The actual types used for the primitives depends on the language specific binding implementation. For details on Java bindings for Pegasus primitives, see Primitive Types
Primitive types cannot be named (except through typerefs) and thus cannot be defined as top-level schemas.
Some examples showing how different primitive fields can be defined and the syntax for specifying default values:
namespace com.example.models
record WithPrimitives {
intField: int
longField: long
floatField: float
doubleField: double
booleanField: boolean
stringField: string
bytesField: bytes
}
Primitive types with default values:
namespace com.example.models
record WithPrimitiveDefaults {
intWithDefault: int = 1
longWithDefault: long = 3000000000
floatWithDefault: float = 3.3
doubleWithDefault: double = 4.4E38
booleanWithDefault: boolean = true
stringWithDefault: string = "DEFAULT"
bytesWithDefault: bytes = "\u0007"
}
Enums, as the name suggests contains an enumeration of symbols. Enums are named schemas and can be defined as top-level schema or inlined.
For example:
namespace com.example.models
enum UserStatus {
ACTIVE
SUSPENDED
INACTIVE
}
Enums can be referenced by name in other schemas:
namespace com.example.models
record User {
firstName: string
status: UserStatus
}
Enums can also be defined inline:
namespace com.example.models
record User {
firstName: string
status: UserStatus
suspendedReason: enum StatusReason {
FLAGGED_BY_SPAM_CHECK
REPORTED_BY_ADMIN
}
}
Doc comments and deprecation can be added directly to individual enum symbols.
For example:
namespace com.example.models
/**
* Defines the states of a user in the system.
*/
enum UserStatus {
/**
* Represents an active user.
*/
ACTIVE
/**
* Represents user suspended for some reason.
*/
SUSPENDED
/**
* Represents an user who had deleted/inactivated their account.
*/
@deprecated = "Use INACTIVE for users pending deletion. Deleted users should not be in system"
DELETED
/**
* Represents users requested for deletion and in the process of being deleted.
*/
INACTIVE
}
To specify the default value for an enum field, use the string representation of the enum symbol to set as default.
For example:
namespace com.example.models
record User {
firstName: string
status: UserStatus = "ACTIVE"
suspendedReason: enum StatusReason {
FLAGGED_BY_SPAM_CHECK
REPORTED_BY_ADMIN
} = "FLAGGED_BY_SPAM_CHECK"
}
Pegasus Arrays are defined as a homogeneous collection of some “items” type, which can be any valid PDL type. Arrays are ordered, as in the items in an array have a specific ordering and this ordering will be honored when the data is serialized, sent over the wire, and de-serialized.

**Record list**

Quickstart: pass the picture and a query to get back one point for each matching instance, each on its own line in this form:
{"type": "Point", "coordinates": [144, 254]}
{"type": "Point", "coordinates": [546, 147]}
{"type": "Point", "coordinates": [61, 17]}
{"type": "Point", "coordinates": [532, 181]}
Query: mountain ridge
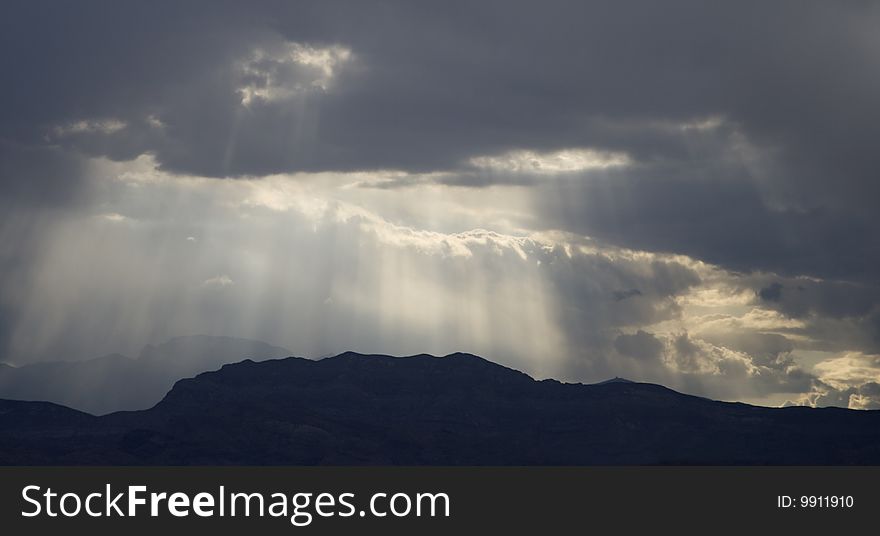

**What you need to do**
a. Output the portion of the Pegasus schema passage between "The actual types" and "as top-level schemas.", inclusive.
b. In the Pegasus schema passage, list every field name declared in the record WithPrimitives.
The items have no connection to the Pegasus schema passage.

**The responses**
a.
The actual types used for the primitives depends on the language specific binding implementation. For details on Java bindings for Pegasus primitives, see Primitive Types
Primitive types cannot be named (except through typerefs) and thus cannot be defined as top-level schemas.

b.
intField
longField
floatField
doubleField
booleanField
stringField
bytesField